- _Exercise goal_
Leave the pictures aside and copy all the data exactly.

- _Stored records_
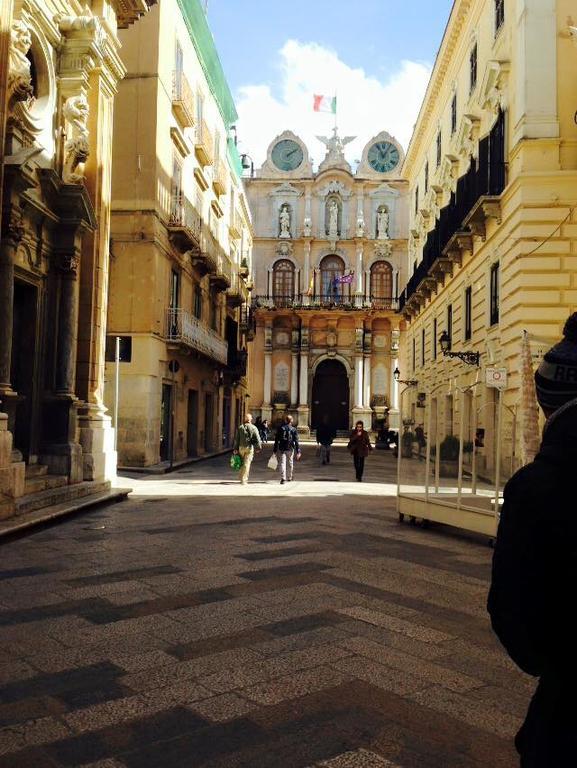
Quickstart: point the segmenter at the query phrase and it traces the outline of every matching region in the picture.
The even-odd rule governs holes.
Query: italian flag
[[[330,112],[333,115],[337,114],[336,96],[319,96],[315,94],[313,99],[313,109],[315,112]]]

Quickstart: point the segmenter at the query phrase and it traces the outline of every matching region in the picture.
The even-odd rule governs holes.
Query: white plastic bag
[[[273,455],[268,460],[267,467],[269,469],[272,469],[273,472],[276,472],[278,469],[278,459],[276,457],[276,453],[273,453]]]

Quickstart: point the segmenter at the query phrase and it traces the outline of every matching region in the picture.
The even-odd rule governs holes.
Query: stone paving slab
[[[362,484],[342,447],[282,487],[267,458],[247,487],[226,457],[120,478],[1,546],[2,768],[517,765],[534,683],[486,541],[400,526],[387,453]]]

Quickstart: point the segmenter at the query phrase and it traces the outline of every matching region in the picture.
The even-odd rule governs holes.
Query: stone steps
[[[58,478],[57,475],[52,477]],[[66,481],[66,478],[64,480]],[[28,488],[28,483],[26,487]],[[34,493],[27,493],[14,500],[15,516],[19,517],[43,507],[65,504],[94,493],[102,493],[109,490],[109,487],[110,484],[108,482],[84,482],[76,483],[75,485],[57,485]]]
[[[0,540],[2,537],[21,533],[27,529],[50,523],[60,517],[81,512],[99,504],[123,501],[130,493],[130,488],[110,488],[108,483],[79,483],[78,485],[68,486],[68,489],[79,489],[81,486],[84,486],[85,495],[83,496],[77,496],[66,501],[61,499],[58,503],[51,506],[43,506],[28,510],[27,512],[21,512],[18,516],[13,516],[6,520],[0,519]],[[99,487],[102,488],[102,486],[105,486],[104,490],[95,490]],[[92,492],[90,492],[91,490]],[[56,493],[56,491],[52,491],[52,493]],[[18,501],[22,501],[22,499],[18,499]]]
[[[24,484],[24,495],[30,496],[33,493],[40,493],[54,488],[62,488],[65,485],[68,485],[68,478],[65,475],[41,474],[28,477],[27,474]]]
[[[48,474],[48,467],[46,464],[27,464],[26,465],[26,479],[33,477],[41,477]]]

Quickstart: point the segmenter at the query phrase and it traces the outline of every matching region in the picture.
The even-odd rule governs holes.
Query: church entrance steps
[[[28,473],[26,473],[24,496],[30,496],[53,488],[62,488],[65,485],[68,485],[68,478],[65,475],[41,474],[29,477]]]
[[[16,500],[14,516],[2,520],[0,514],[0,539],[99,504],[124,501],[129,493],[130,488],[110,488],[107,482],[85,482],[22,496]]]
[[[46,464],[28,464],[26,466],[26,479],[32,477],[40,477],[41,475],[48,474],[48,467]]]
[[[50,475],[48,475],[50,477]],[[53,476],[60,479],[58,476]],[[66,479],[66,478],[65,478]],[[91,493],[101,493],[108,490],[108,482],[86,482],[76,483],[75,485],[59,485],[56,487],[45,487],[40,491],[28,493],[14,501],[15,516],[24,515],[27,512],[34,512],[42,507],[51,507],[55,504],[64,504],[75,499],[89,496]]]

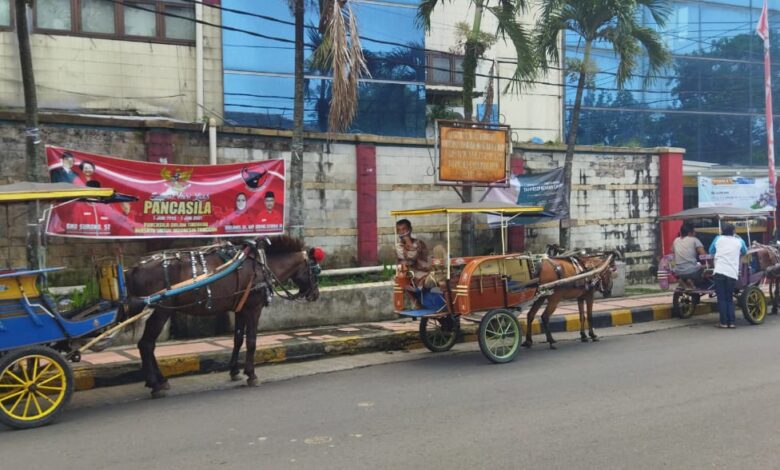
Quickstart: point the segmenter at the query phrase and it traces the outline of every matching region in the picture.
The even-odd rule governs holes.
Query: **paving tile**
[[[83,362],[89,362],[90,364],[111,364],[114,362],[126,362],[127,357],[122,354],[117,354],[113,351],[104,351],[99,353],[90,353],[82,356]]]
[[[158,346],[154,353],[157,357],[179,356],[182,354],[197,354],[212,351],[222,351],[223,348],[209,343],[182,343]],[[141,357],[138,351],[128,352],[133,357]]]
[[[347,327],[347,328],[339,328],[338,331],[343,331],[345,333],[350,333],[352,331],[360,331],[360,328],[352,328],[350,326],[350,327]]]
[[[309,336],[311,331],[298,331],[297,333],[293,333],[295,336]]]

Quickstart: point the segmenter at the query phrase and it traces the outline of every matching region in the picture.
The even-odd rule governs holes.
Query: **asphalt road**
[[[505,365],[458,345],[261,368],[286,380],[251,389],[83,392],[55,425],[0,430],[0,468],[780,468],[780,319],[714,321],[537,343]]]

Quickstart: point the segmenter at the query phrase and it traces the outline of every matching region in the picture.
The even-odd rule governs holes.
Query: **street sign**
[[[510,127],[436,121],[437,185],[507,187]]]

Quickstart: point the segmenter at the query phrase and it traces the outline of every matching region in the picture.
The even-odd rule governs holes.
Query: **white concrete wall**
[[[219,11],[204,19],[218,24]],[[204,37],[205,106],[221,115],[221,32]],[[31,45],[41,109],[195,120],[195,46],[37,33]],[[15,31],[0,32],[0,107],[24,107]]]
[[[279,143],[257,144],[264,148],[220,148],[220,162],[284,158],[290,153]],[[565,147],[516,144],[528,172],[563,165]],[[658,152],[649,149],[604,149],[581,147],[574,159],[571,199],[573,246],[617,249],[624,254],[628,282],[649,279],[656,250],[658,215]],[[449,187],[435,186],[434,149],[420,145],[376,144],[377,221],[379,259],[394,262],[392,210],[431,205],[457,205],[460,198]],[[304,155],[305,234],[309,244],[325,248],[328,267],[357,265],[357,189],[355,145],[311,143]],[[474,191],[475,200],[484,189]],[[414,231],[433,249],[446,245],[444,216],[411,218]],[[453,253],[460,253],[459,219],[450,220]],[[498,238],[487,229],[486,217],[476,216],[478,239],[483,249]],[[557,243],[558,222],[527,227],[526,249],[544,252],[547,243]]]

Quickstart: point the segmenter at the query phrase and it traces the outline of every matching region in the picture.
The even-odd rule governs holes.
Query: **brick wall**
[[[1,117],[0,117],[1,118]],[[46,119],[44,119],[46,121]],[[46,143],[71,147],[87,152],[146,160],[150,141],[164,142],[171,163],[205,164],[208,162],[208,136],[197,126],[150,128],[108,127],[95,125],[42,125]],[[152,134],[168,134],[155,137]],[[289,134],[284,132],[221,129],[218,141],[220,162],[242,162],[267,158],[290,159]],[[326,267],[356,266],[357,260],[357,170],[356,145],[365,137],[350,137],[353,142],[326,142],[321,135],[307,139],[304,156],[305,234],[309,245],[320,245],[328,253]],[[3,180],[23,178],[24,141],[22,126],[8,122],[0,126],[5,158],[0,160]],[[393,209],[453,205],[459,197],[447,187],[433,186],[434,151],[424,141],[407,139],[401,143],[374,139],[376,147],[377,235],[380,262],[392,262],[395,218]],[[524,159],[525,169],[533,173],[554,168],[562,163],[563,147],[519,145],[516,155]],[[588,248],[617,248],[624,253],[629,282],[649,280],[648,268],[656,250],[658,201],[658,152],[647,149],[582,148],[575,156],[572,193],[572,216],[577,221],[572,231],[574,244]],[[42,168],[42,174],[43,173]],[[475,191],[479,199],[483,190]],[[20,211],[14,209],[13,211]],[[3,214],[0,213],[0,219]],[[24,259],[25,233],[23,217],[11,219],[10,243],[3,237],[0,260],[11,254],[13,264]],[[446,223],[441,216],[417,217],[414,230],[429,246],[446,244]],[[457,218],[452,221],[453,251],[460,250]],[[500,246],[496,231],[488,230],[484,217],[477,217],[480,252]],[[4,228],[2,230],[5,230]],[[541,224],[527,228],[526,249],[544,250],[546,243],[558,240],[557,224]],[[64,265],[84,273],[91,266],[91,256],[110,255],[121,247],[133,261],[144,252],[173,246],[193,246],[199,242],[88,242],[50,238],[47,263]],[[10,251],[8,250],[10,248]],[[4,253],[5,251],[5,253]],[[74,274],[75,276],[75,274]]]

- _Answer below_
Quickstart: point the segmenter at the query phrase and it traces the outline of every matching region in the picture.
The even-odd rule governs holes.
Query: italian flag
[[[330,112],[333,115],[337,114],[336,96],[319,96],[315,94],[313,99],[313,109],[315,112]]]

Quickstart: point the segmenter at the query phrase and it traces the outline of every matching region in the picture.
The even-odd rule governs holes.
Query: white plastic bag
[[[273,455],[268,460],[267,467],[269,469],[272,469],[273,472],[276,472],[278,469],[278,459],[276,457],[276,453],[273,453]]]

Quickstart: point the segmenter at the query phrase and it traces the outline of every matching region in the picture.
The even-odd rule governs holes.
Query: stone paving slab
[[[362,484],[342,447],[282,487],[267,458],[247,487],[226,457],[120,478],[1,546],[2,768],[517,765],[534,683],[486,541],[400,526],[387,453]]]

Quickstart: point the segmenter at the query phrase and it traces the outline of every matching region in the picture.
The even-odd rule governs holes.
Query: stone steps
[[[58,478],[57,475],[52,477]],[[66,481],[66,478],[64,480]],[[28,488],[28,483],[26,487]],[[34,493],[27,493],[14,500],[15,516],[19,517],[43,507],[65,504],[94,493],[102,493],[109,490],[109,487],[110,484],[108,482],[84,482],[76,483],[75,485],[57,485]]]
[[[0,540],[2,537],[21,533],[27,529],[50,523],[60,517],[81,512],[99,504],[123,501],[130,493],[130,488],[110,488],[108,483],[79,483],[78,485],[68,486],[68,489],[79,489],[81,486],[84,486],[85,495],[83,496],[77,496],[66,501],[61,499],[58,503],[51,506],[43,506],[28,510],[27,512],[21,512],[18,516],[13,516],[6,520],[0,519]],[[99,487],[102,488],[102,486],[105,486],[104,490],[95,490]],[[92,492],[90,492],[91,490]],[[56,493],[56,491],[52,491],[52,493]],[[18,501],[22,501],[22,499],[18,499]]]
[[[24,484],[24,495],[30,496],[33,493],[40,493],[54,488],[62,488],[65,485],[68,485],[68,478],[65,475],[41,474],[28,477],[27,474]]]
[[[48,474],[48,467],[46,464],[27,464],[26,465],[26,479],[33,477],[41,477]]]

Quickstart: point the segmenter at the query phrase and it traces the outline of every matching region in the picture.
The even-odd rule governs holes.
Query: church entrance steps
[[[28,473],[26,473],[24,496],[30,496],[53,488],[62,488],[65,485],[68,485],[68,478],[65,475],[41,474],[29,477]]]
[[[16,500],[14,516],[2,520],[0,514],[0,539],[99,504],[124,501],[129,493],[130,488],[110,488],[107,482],[85,482],[22,496]]]
[[[46,464],[28,464],[26,466],[26,479],[32,477],[40,477],[41,475],[48,474],[48,467]]]
[[[50,475],[48,475],[50,477]],[[53,476],[60,479],[58,476]],[[66,479],[66,478],[65,478]],[[91,493],[101,493],[108,490],[108,482],[86,482],[76,483],[75,485],[59,485],[56,487],[45,487],[40,491],[28,493],[14,501],[15,516],[24,515],[27,512],[34,512],[42,507],[51,507],[55,504],[64,504],[75,499],[89,496]]]

Quickstart: point the segmenter at the query phrase and it traces the outline of every matching region in the picture.
The even-odd rule governs holes.
Query: **paving tile**
[[[83,362],[89,362],[90,364],[111,364],[114,362],[126,362],[127,357],[122,354],[117,354],[113,351],[104,351],[99,353],[90,353],[82,356]]]
[[[158,346],[154,353],[157,357],[179,356],[182,354],[197,354],[212,351],[222,351],[223,348],[209,343],[182,343]],[[141,357],[138,351],[128,352],[133,357]]]
[[[347,327],[347,328],[339,328],[338,331],[343,331],[345,333],[350,333],[352,331],[360,331],[360,328],[352,328],[350,326],[350,327]]]
[[[309,336],[311,331],[298,331],[297,333],[293,333],[295,336]]]

Quickstart: point the segmenter at the query phrase and it traces the outline of every matching region in the picture.
The even-odd rule governs holes.
Query: **asphalt road**
[[[505,365],[458,345],[261,368],[286,380],[251,389],[83,392],[55,425],[0,430],[0,468],[780,468],[780,319],[714,321],[537,343]]]

Quickstart: point the segmenter at the query phrase and it traces the outline of every matching region in the picture.
The even-odd rule governs holes.
Query: **street sign**
[[[510,127],[436,121],[437,185],[507,187]]]

Quickstart: point the segmenter at the query phrase and it traces the outline of every matching region in the picture.
The even-odd rule governs holes.
Query: **white concrete wall**
[[[219,11],[204,19],[218,24]],[[204,37],[205,106],[221,115],[221,32]],[[31,45],[41,109],[195,120],[195,46],[37,33]],[[15,31],[0,32],[0,107],[24,107]]]
[[[279,143],[257,144],[264,148],[220,148],[220,162],[284,158],[290,153]],[[565,147],[516,144],[528,172],[563,165]],[[658,152],[649,149],[604,149],[581,147],[574,159],[571,199],[573,246],[617,249],[624,254],[628,282],[649,279],[656,250],[658,215]],[[449,187],[435,186],[434,149],[420,145],[376,144],[377,221],[379,259],[394,262],[392,210],[431,205],[457,205],[460,198]],[[304,155],[305,234],[309,244],[325,248],[328,267],[357,265],[357,189],[355,145],[311,143]],[[474,191],[475,200],[484,189]],[[414,231],[433,249],[446,245],[444,216],[411,218]],[[453,253],[460,253],[459,219],[450,220]],[[498,238],[487,229],[486,217],[476,216],[478,239],[483,249]],[[557,243],[558,222],[527,227],[526,249],[544,252],[547,243]]]

Quickstart: point the segmenter at the query phrase and it traces the outline of every matching region in the picture.
The even-odd rule governs holes.
Query: **brick wall**
[[[1,117],[0,117],[1,118]],[[46,119],[44,119],[46,121]],[[46,143],[71,147],[87,152],[146,160],[150,141],[164,142],[171,163],[205,164],[208,162],[208,136],[197,126],[150,128],[108,127],[95,125],[42,125]],[[152,134],[168,134],[155,137]],[[289,134],[284,132],[221,129],[218,141],[220,162],[242,162],[267,158],[290,159]],[[326,267],[356,266],[357,260],[357,170],[356,145],[365,137],[350,137],[353,142],[326,142],[321,135],[307,139],[304,156],[305,234],[309,245],[320,245],[328,253]],[[3,180],[23,178],[24,141],[22,126],[8,122],[0,126],[5,158],[0,160]],[[393,209],[453,205],[459,197],[447,187],[433,186],[434,151],[424,141],[407,139],[401,143],[374,139],[376,147],[377,235],[380,262],[392,262],[395,218]],[[524,159],[525,169],[533,173],[554,168],[562,163],[563,147],[519,145],[516,155]],[[588,248],[617,248],[624,253],[629,282],[649,280],[648,268],[656,250],[658,201],[658,152],[647,149],[582,148],[575,156],[572,193],[572,216],[577,221],[572,231],[574,244]],[[42,168],[42,174],[43,173]],[[475,191],[479,199],[483,190]],[[20,211],[14,209],[13,211]],[[3,214],[0,213],[0,219]],[[24,259],[25,233],[23,217],[11,219],[10,243],[3,237],[0,260],[11,254],[13,264]],[[446,223],[441,216],[417,217],[414,230],[429,246],[446,244]],[[457,218],[452,221],[453,251],[460,250]],[[500,246],[496,231],[488,230],[484,217],[477,217],[480,252]],[[4,228],[2,230],[5,230]],[[541,224],[527,228],[526,249],[544,250],[546,243],[558,240],[557,224]],[[64,265],[84,273],[91,266],[91,256],[110,255],[121,247],[133,261],[144,252],[173,246],[193,246],[199,242],[88,242],[50,238],[47,263]],[[10,251],[8,250],[10,248]],[[4,253],[5,251],[5,253]],[[74,274],[75,276],[75,274]]]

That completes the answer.